**SUPPLIED DATA**:

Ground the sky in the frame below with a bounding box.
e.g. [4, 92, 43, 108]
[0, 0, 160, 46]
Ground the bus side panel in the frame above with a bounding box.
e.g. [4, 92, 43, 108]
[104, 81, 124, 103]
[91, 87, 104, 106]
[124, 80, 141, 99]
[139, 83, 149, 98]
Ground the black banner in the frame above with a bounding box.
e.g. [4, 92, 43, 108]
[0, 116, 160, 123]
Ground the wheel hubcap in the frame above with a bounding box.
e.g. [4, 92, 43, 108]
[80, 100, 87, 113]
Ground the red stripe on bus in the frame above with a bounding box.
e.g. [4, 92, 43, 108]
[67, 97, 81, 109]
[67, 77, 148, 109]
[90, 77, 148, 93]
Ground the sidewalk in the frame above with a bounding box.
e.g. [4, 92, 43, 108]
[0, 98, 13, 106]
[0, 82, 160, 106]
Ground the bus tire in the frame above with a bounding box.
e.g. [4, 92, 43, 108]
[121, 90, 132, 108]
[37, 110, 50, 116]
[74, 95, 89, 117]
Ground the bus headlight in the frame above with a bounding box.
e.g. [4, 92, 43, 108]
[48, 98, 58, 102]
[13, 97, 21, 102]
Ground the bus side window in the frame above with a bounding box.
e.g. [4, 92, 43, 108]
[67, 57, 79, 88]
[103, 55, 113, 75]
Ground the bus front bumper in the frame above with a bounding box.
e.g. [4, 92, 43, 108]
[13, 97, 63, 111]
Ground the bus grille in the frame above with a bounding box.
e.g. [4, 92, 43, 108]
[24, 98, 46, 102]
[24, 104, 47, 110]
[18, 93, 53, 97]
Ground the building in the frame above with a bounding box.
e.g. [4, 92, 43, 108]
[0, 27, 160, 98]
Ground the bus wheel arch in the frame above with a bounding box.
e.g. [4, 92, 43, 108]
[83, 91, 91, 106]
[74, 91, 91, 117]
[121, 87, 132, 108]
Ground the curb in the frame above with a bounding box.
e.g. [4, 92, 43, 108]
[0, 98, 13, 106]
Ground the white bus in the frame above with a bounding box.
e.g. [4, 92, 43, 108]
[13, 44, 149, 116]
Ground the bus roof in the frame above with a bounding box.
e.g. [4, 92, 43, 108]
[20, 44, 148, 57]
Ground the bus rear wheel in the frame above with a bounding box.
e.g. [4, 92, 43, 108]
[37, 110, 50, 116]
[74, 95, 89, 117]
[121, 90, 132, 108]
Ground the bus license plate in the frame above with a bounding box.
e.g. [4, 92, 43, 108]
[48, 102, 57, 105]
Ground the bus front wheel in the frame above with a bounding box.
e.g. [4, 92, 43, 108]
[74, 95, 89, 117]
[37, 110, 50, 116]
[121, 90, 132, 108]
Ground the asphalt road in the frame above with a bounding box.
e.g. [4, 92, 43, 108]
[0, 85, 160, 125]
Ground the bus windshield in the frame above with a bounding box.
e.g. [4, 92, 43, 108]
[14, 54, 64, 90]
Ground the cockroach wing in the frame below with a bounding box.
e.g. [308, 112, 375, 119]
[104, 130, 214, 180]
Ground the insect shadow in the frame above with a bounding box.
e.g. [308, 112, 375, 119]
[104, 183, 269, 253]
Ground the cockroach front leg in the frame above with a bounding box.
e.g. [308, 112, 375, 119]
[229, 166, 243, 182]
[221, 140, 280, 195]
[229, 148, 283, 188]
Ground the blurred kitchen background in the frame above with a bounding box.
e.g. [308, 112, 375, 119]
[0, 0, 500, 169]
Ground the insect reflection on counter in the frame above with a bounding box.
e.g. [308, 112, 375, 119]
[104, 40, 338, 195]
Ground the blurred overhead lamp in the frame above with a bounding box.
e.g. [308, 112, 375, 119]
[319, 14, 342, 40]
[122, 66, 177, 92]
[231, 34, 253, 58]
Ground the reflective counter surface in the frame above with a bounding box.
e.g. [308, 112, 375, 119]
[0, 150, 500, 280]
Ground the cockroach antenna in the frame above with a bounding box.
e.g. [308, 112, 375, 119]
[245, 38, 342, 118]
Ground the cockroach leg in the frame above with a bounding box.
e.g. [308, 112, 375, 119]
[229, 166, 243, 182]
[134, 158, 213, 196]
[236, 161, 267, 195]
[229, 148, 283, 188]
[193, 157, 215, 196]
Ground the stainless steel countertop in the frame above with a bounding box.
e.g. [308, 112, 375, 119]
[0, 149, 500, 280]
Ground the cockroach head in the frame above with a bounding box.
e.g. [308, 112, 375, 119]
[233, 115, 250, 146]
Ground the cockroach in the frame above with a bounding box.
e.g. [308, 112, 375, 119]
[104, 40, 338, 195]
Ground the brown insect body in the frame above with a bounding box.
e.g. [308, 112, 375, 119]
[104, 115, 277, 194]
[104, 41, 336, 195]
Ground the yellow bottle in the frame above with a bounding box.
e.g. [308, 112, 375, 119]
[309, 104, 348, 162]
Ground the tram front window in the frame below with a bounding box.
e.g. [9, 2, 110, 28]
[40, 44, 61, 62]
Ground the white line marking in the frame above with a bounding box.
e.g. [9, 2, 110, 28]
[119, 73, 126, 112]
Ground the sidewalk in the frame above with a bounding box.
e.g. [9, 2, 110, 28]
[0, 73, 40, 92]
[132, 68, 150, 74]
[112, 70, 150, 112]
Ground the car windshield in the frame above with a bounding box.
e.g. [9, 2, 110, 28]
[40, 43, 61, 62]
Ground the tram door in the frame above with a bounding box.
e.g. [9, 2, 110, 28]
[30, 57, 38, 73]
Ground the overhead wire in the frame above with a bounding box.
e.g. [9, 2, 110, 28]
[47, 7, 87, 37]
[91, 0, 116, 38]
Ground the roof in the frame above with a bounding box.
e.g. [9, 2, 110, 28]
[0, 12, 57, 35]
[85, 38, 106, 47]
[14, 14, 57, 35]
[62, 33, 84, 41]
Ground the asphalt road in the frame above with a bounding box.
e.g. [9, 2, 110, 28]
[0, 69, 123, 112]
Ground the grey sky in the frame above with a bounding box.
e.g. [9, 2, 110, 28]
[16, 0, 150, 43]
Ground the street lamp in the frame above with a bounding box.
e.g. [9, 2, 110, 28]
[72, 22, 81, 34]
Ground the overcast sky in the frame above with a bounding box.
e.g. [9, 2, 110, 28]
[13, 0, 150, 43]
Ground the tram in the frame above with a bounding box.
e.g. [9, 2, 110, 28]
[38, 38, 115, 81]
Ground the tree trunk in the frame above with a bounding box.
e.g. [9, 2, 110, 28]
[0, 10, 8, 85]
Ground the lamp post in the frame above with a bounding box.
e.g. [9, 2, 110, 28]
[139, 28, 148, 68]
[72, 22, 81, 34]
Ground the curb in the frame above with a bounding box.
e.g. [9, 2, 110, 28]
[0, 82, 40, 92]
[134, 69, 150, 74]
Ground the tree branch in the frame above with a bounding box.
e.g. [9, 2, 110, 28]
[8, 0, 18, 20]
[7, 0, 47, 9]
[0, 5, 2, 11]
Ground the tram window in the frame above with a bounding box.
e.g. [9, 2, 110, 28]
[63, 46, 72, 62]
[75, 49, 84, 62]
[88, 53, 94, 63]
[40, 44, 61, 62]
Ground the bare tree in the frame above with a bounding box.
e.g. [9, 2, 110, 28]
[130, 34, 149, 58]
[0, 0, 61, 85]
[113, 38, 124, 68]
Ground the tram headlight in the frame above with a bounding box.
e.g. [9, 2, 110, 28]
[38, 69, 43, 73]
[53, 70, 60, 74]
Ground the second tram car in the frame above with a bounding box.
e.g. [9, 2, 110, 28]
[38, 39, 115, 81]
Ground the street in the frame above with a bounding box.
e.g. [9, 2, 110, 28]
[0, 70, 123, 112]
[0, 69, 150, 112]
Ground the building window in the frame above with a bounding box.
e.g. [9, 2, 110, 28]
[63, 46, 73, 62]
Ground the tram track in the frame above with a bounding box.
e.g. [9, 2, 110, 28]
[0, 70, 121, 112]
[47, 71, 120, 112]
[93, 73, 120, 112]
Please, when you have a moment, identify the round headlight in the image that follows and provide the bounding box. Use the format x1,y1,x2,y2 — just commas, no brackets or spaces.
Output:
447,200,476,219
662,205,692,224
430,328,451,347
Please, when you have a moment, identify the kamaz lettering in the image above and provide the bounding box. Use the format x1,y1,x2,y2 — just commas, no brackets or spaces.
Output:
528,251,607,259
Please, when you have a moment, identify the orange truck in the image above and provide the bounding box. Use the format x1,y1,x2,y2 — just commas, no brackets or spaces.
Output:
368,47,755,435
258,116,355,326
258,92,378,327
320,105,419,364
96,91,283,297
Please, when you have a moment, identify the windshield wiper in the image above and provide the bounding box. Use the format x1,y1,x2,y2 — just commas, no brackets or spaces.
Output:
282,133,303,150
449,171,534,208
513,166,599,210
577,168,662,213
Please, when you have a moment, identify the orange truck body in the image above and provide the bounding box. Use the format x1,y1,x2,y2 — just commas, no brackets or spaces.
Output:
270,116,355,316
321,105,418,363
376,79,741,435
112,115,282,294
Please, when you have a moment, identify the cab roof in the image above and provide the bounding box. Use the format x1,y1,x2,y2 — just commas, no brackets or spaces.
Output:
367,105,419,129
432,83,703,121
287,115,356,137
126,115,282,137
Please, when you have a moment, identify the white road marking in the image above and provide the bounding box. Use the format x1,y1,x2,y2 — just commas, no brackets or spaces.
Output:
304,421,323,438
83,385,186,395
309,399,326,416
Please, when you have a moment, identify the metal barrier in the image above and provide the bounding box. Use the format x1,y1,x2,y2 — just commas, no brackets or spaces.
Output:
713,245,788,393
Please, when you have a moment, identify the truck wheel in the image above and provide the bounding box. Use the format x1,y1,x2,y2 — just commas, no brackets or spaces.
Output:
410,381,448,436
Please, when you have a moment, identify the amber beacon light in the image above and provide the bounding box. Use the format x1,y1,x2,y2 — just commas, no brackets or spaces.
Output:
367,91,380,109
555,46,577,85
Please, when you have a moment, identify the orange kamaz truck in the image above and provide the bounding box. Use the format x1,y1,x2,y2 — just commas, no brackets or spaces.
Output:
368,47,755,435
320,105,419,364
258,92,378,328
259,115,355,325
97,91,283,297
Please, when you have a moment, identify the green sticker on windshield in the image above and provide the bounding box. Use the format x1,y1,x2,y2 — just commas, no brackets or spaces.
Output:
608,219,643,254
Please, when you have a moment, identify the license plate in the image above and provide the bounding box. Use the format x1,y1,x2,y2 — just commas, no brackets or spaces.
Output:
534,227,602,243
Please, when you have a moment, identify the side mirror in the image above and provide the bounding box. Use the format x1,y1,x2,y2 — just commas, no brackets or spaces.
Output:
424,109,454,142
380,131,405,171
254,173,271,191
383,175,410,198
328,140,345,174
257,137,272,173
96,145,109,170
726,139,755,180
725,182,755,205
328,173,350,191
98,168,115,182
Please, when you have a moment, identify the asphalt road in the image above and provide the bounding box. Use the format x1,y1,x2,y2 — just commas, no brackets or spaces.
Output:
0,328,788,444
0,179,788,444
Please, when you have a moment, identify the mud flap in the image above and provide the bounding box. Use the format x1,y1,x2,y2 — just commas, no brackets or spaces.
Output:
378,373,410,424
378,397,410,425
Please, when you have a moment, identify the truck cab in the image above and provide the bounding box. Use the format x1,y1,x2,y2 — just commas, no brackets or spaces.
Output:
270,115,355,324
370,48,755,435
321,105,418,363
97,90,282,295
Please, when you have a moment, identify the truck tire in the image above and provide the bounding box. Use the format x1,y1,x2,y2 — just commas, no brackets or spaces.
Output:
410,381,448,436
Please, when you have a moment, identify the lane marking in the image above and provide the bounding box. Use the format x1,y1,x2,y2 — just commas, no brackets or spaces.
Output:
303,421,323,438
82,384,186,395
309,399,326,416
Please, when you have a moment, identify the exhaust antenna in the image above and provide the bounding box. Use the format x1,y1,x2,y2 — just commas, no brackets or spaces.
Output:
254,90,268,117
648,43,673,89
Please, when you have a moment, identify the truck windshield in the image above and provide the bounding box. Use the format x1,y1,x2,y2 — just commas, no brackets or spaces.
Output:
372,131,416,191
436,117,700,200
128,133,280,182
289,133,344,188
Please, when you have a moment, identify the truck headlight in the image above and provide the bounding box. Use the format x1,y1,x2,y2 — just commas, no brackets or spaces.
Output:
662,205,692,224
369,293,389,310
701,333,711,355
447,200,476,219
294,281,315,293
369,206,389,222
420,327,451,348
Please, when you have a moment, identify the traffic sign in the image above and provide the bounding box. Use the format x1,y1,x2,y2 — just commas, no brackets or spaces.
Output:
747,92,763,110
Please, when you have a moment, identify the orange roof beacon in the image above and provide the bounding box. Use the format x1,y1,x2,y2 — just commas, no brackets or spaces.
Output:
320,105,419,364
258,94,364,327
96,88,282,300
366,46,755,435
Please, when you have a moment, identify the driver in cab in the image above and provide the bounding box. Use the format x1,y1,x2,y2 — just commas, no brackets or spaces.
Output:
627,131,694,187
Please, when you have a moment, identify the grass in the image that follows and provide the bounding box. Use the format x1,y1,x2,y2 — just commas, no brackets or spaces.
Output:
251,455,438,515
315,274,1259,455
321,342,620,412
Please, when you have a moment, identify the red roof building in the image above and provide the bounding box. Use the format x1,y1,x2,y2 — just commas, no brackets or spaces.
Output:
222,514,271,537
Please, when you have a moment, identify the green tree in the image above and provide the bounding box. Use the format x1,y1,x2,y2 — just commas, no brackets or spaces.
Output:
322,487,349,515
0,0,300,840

**REQUIRED WORK**: Reproduce the records starting at the line containing "Ground the brown" and ending at the line containing "[0, 69, 123, 112]", switching "overhead wire" to "catenary wire" and leaving everything else unchanged.

**REPLY TO THE TASK**:
Ground the brown insect body in the frame above with a bounding box.
e.g. [308, 112, 375, 119]
[104, 115, 277, 194]
[104, 41, 336, 195]
Ground the yellow bottle in the frame above with a bounding box.
e.g. [308, 112, 375, 119]
[309, 104, 348, 162]
Ground the tram front window in the frame below with a bounding box.
e.g. [9, 2, 110, 28]
[40, 44, 61, 62]
Ground the white line marking in the frame above with a bounding box.
e.g. [9, 2, 110, 28]
[119, 73, 126, 112]
Ground the sidewalk in the frame above with a bounding box.
e.g. [9, 2, 110, 28]
[0, 73, 40, 92]
[132, 68, 150, 74]
[112, 70, 150, 112]
Ground the car windshield in the frame above with a bounding box.
e.g. [9, 2, 110, 28]
[40, 43, 61, 62]
Ground the tram door in the frame above with a bounding box.
e.g. [9, 2, 110, 28]
[30, 57, 38, 73]
Ground the catenary wire in the frame above with a bounding box.
e.g. [9, 2, 110, 28]
[47, 7, 87, 37]
[91, 0, 116, 38]
Ground the roof in the frame above with a bounding box.
e.g. [9, 2, 110, 28]
[0, 12, 57, 35]
[85, 38, 106, 47]
[14, 14, 57, 35]
[62, 33, 84, 41]
Ground the asphalt road in the frame above with a bounding box.
e.g. [9, 2, 110, 28]
[0, 69, 123, 112]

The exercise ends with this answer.